> [EXERCISE PROMPT]
From the records below, copy each line in which the string "instance" occurs.

> [PROVIDED DATA]

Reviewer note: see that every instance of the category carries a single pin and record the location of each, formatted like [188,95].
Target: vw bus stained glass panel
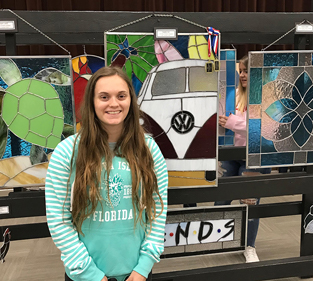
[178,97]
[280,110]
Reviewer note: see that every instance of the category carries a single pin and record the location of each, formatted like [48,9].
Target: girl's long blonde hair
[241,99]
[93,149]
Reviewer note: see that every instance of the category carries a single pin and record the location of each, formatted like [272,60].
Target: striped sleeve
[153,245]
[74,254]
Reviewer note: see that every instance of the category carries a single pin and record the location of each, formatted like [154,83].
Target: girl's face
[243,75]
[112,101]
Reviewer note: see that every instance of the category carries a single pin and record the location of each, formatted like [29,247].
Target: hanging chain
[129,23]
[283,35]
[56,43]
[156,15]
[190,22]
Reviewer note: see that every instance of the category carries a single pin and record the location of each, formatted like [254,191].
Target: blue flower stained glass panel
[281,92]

...

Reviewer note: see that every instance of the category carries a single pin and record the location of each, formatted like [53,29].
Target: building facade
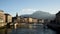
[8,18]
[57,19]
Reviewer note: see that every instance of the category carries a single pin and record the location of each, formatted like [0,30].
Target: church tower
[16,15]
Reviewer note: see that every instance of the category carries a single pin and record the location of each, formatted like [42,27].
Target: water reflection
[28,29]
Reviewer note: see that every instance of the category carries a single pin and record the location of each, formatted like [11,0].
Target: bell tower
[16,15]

> [WORKED SOLUTION]
Reviewer note: see that every instance of the category carries a single pin and record the location of each, formatted like [188,95].
Reviewer note: see that every instance of the category carries a single pin and record the location of each, formatted like [48,9].
Reviewer note: see that every instance of the category carries a single pin and record the location of each, formatted like [272,60].
Reviewer note: see that every instance of the category carries a single pin and record the location of each, formatted like [154,83].
Reviewer note: see that every instance of the category carries a single pin and record the location of each, formatted like [29,247].
Reviewer note: see that every instance of the category carries a single pin and record the location of each, formatted like [254,191].
Reviewer note: see that every instance of the category carries a single pin and record the location of each, formatted like [53,29].
Reviewer note: see that every instance of the category carries a single pin and record the location of each, formatted like [0,30].
Reviewer note: see that every instance of the category carries a single pin and record the location of each, formatted like [42,27].
Reviewer note: see that every instance of the category carries a single pin and record the location of each, formatted like [11,0].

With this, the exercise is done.